(Your task)
Starting at the first line of the listing below and ending at the line containing "xmin=434 ymin=350 xmax=497 ymax=425", write out every line again, the requests included, with each bounding-box coordinate in the answers multiplied by 1.55 and rounded to a whole number, halves rounded up. Leave the pictures out.
***** Material shown
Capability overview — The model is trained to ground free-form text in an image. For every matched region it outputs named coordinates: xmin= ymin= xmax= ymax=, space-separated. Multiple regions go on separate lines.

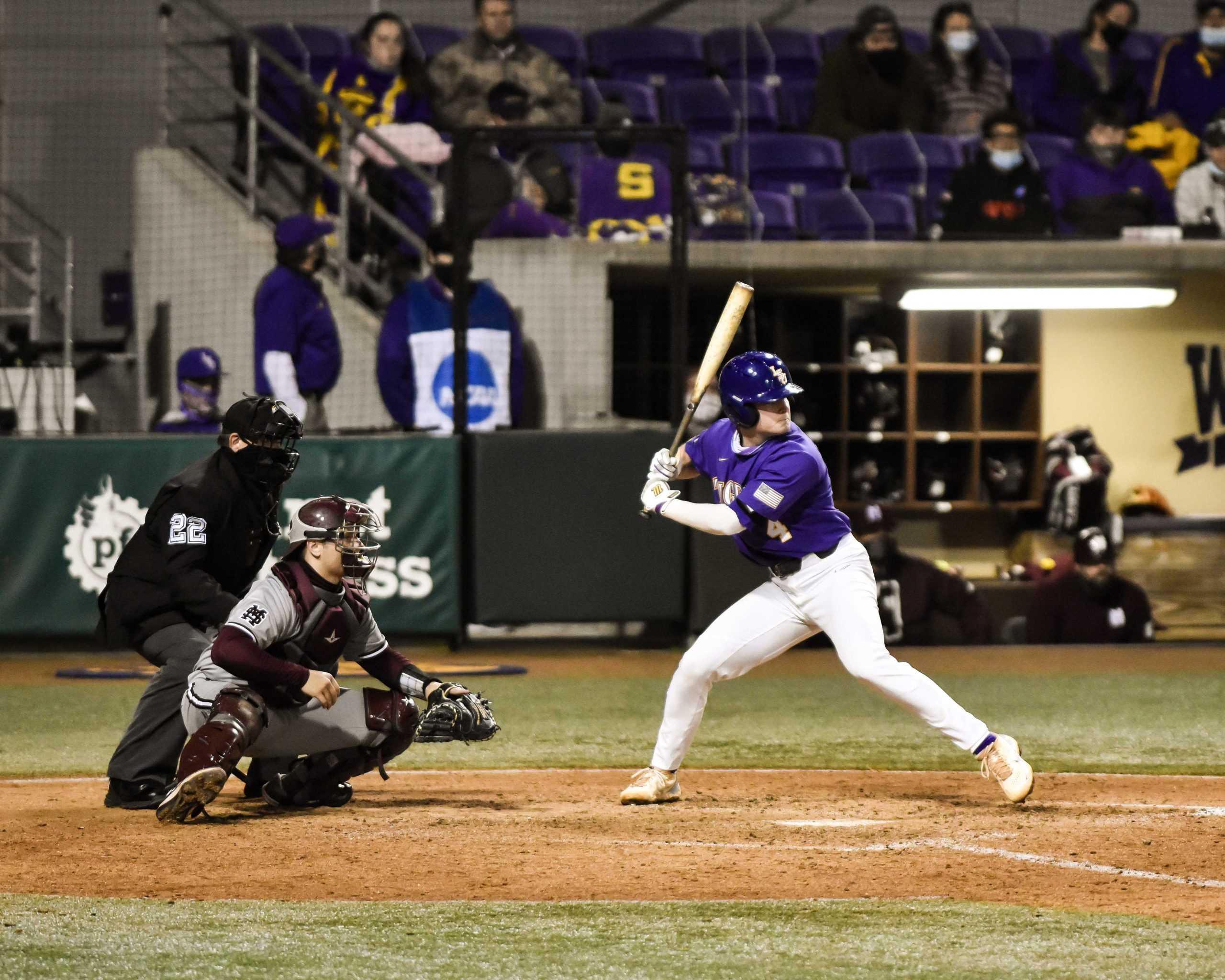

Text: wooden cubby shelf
xmin=777 ymin=299 xmax=1043 ymax=513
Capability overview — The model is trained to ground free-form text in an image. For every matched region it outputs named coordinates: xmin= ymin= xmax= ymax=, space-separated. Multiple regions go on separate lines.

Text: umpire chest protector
xmin=269 ymin=561 xmax=370 ymax=674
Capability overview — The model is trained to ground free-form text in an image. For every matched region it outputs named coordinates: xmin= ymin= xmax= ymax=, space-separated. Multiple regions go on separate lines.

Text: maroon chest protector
xmin=268 ymin=561 xmax=370 ymax=674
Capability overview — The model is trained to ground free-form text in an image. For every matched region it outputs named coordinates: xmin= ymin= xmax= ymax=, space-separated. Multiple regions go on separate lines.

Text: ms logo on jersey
xmin=64 ymin=475 xmax=146 ymax=591
xmin=434 ymin=350 xmax=497 ymax=425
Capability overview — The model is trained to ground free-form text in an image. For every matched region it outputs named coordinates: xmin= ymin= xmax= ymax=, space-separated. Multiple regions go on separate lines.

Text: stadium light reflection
xmin=897 ymin=285 xmax=1179 ymax=310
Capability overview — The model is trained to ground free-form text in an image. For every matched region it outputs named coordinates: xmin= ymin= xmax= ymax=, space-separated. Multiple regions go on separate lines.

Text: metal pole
xmin=63 ymin=235 xmax=76 ymax=435
xmin=246 ymin=44 xmax=260 ymax=218
xmin=335 ymin=119 xmax=353 ymax=293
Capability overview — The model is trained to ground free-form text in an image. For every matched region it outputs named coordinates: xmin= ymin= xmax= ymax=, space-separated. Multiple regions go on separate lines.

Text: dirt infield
xmin=0 ymin=770 xmax=1225 ymax=925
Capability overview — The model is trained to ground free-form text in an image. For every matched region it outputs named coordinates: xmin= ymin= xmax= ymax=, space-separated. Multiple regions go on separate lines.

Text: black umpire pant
xmin=107 ymin=624 xmax=212 ymax=785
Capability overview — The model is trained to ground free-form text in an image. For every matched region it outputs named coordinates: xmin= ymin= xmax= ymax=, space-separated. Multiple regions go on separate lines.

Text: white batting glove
xmin=647 ymin=450 xmax=680 ymax=480
xmin=641 ymin=477 xmax=681 ymax=517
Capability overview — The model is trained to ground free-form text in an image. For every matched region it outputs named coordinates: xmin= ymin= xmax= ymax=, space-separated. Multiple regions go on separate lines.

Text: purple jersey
xmin=578 ymin=157 xmax=672 ymax=241
xmin=685 ymin=419 xmax=850 ymax=565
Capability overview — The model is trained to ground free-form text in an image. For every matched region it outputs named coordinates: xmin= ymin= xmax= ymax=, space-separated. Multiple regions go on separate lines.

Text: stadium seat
xmin=706 ymin=23 xmax=775 ymax=82
xmin=1025 ymin=132 xmax=1076 ymax=170
xmin=766 ymin=27 xmax=821 ymax=83
xmin=412 ymin=23 xmax=464 ymax=61
xmin=230 ymin=23 xmax=352 ymax=147
xmin=821 ymin=27 xmax=930 ymax=57
xmin=587 ymin=27 xmax=707 ymax=86
xmin=729 ymin=132 xmax=846 ymax=197
xmin=595 ymin=78 xmax=659 ymax=124
xmin=778 ymin=81 xmax=817 ymax=132
xmin=753 ymin=191 xmax=798 ymax=241
xmin=518 ymin=24 xmax=587 ymax=79
xmin=725 ymin=79 xmax=778 ymax=132
xmin=800 ymin=188 xmax=872 ymax=241
xmin=854 ymin=191 xmax=915 ymax=241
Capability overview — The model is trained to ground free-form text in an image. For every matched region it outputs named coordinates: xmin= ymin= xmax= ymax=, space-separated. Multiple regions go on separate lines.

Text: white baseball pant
xmin=650 ymin=534 xmax=990 ymax=769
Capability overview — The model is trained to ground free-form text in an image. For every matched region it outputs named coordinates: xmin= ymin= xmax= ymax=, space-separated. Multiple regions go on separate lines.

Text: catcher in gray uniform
xmin=157 ymin=496 xmax=499 ymax=823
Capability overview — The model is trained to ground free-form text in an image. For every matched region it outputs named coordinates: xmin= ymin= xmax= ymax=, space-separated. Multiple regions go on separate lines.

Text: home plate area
xmin=0 ymin=769 xmax=1225 ymax=925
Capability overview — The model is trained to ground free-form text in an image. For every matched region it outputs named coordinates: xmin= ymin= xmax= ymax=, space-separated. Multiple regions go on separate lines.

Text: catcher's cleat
xmin=157 ymin=766 xmax=229 ymax=823
xmin=621 ymin=766 xmax=681 ymax=805
xmin=263 ymin=773 xmax=353 ymax=810
xmin=978 ymin=735 xmax=1034 ymax=803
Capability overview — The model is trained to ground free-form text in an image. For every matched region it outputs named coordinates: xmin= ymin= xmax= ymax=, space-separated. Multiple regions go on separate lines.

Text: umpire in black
xmin=98 ymin=396 xmax=302 ymax=810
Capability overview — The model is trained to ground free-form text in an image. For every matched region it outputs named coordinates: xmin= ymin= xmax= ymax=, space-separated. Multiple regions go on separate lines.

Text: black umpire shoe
xmin=104 ymin=779 xmax=166 ymax=810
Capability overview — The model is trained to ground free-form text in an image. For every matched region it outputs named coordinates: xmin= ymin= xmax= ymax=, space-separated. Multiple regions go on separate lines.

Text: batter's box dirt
xmin=0 ymin=770 xmax=1225 ymax=925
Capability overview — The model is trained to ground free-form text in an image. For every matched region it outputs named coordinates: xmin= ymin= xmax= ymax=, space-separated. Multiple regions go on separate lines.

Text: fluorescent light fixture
xmin=898 ymin=284 xmax=1179 ymax=310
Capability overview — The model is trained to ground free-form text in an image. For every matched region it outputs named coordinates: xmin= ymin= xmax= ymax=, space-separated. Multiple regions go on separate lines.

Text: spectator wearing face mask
**********
(Final result)
Capability overview — The model is trained to ground free-form text in an image. For every matched region it outputs named coordinates: xmin= ymin= xmax= ymax=, space-separated. Multiple regions go on separate lines.


Text: wooden cubby shelf
xmin=1204 ymin=463 xmax=1617 ymax=795
Capability overview — The model is trained to ground free-form text in an image. For every matched region it outputs named coordinates: xmin= ymin= xmax= ymax=, space-separated. Multiple regions go on separate lines.

Text: umpire chest protector
xmin=417 ymin=870 xmax=574 ymax=1045
Capability overview — The model is trained to ground free-form text in an image. For every matched region it outputs named coordinates: xmin= ymin= xmax= ymax=, space-separated. Multiple regions go on separate lines.

Text: maroon chest protector
xmin=415 ymin=870 xmax=574 ymax=1045
Capability overview — The model is trained to ground free-form text in an image. For every matched region it outputs named coordinates: xmin= ymin= xmax= ymax=, space-separated. Multiple regions go on separate lines.

Text: ms logo on jersey
xmin=99 ymin=736 xmax=226 ymax=916
xmin=673 ymin=543 xmax=770 ymax=659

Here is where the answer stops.